→ **Work instructions**:
Translate this sentence from the pump patent text below into Spanish: "The pump according to claim 16, wherein the second housing part is a fitting plate and/or comprises a fastening flange adapted to fasten the second housing part to an accommodating housing."

AXIAL PRESSURE RELIEF IN SLIDE BEARINGS OF PUMPS

Abstract

A pump is described, including: a drive shaft including a rotor; a first housing part and a second housing part, between which a pump chamber is formed, in which the rotor is arranged; a rotary bearing via which the drive shaft is mounted on the first housing part such that it can rotate about its rotational axis; and a passage including a first opening and a second opening, wherein the rotary bearing is arranged between the pump chamber and the first opening, and the second opening of the passage emerges onto the side of the second housing part which faces away from the pump chamber.

Claims

1.-15. (canceled)

16. A pump, comprising: a drive shaft comprising a rotor; a first housing part and a second housing part, between which a pump chamber is formed, in which the rotor is arranged; a rotary bearing via which the drive shaft is mounted on the first housing part such that it can rotate about its rotational axis; and a passage comprising a first opening and a second opening, wherein the rotary bearing is arranged between the pump chamber and the first opening, and the second opening of the passage emerges onto the side of the second housing part which faces away from the pump chamber.

17. The pump according to claim 16, wherein the second housing part is a fitting plate and/or comprises a fastening flange adapted to fasten the second housing part to an accommodating housing.

→ **Entries provided**:
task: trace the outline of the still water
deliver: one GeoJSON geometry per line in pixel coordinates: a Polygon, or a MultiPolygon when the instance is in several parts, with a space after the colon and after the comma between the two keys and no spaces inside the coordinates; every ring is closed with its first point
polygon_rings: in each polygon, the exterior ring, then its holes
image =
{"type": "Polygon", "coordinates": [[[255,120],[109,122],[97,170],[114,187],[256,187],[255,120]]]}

→ **Result of the exercise**:
La bomba según la reivindicación 16, en la que la segunda parte de carcasa es una placa de montaje y/o comprende una brida de fijación adaptada para fijar la segunda parte de carcasa a una carcasa receptora.